**Task brief**
Reproduce the entire text below on Pluto and the meaning of "planet," word for word.

**Supplied text**
Planets
(From: World Wide Words - Issue 501)
If a resolution at the International Astronomical Union's meeting
in Prague is passed next week, the word "planet" will formally
alter its meaning, requiring the reference books to be rewritten.
Pluto is not a dog...
The reason lies with the development of observational astronomy.
The discovery in 1930 by Clyde Tombaugh of Pluto, orbiting beyond
the then known limits of the Solar System, was a sensation at the
time. Because the initial estimates of its size were way too big,
it was immediately included in the list of planets. But in recent
years many similar objects have been found even further out, in a
distant part of the Solar System called the Kuiper Belt, at least
one of them larger than Pluto. So is Pluto a planet or a minor
body? And if it is a planet, are these other new bodies also
planets?
It will seem an arcane and irrelevant argument for many people, but
for astronomers a definitive answer will end a controversy that has
been running for years, with many in the field wanting to downgrade
Pluto's status. The problem is that if they continue to consider
Pluto a fully fledged planet, they will also have to include many
of these newly discovered bodies.

Descriptions of regions in natural language:
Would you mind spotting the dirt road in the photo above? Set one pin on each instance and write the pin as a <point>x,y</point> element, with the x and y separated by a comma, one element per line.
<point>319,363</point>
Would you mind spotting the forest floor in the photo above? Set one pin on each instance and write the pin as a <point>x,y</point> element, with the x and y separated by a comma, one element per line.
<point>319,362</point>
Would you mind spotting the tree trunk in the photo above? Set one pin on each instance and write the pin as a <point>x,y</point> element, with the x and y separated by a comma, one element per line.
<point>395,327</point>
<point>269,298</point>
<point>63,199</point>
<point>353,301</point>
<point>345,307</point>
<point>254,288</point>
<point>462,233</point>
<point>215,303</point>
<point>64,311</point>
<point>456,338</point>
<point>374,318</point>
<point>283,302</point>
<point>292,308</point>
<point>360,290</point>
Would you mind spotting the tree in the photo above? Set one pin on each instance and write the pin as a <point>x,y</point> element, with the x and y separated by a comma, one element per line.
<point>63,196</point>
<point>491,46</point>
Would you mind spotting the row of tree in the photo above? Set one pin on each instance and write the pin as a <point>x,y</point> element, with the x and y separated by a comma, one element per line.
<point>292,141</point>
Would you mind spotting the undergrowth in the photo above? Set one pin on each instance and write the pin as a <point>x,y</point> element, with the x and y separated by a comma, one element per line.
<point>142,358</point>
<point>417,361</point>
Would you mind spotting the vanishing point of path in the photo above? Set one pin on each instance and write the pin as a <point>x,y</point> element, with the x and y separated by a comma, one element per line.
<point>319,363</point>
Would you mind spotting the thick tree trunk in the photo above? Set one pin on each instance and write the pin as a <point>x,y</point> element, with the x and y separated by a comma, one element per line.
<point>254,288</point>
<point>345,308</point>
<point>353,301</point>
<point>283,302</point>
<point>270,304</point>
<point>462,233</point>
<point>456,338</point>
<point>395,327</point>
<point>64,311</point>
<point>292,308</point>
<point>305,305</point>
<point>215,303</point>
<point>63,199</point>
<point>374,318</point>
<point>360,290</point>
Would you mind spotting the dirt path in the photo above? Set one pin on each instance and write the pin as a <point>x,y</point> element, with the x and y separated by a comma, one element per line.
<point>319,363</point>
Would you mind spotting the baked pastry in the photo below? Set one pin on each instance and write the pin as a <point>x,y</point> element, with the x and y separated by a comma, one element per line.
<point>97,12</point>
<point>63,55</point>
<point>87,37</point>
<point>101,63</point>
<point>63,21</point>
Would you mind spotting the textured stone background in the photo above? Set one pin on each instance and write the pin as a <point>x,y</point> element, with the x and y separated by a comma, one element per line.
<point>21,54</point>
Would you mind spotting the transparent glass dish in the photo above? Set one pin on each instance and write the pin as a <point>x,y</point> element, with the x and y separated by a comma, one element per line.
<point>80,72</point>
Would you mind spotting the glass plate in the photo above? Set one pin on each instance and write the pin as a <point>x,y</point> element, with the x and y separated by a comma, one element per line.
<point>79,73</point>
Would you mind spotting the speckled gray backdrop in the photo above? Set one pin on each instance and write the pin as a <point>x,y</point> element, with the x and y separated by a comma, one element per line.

**Output of the task**
Planets
(From: World Wide Words - Issue 501)
If a resolution at the International Astronomical Union's meeting
in Prague is passed next week, the word "planet" will formally
alter its meaning, requiring the reference books to be rewritten.
Pluto is not a dog...
The reason lies with the development of observational astronomy.
The discovery in 1930 by Clyde Tombaugh of Pluto, orbiting beyond
the then known limits of the Solar System, was a sensation at the
time. Because the initial estimates of its size were way too big,
it was immediately included in the list of planets. But in recent
years many similar objects have been found even further out, in a
distant part of the Solar System called the Kuiper Belt, at least
one of them larger than Pluto. So is Pluto a planet or a minor
body? And if it is a planet, are these other new bodies also
planets?
It will seem an arcane and irrelevant argument for many people, but
for astronomers a definitive answer will end a controversy that has
been running for years, with many in the field wanting to downgrade
Pluto's status. The problem is that if they continue to consider
Pluto a fully fledged planet, they will also have to include many
of these newly discovered bodies.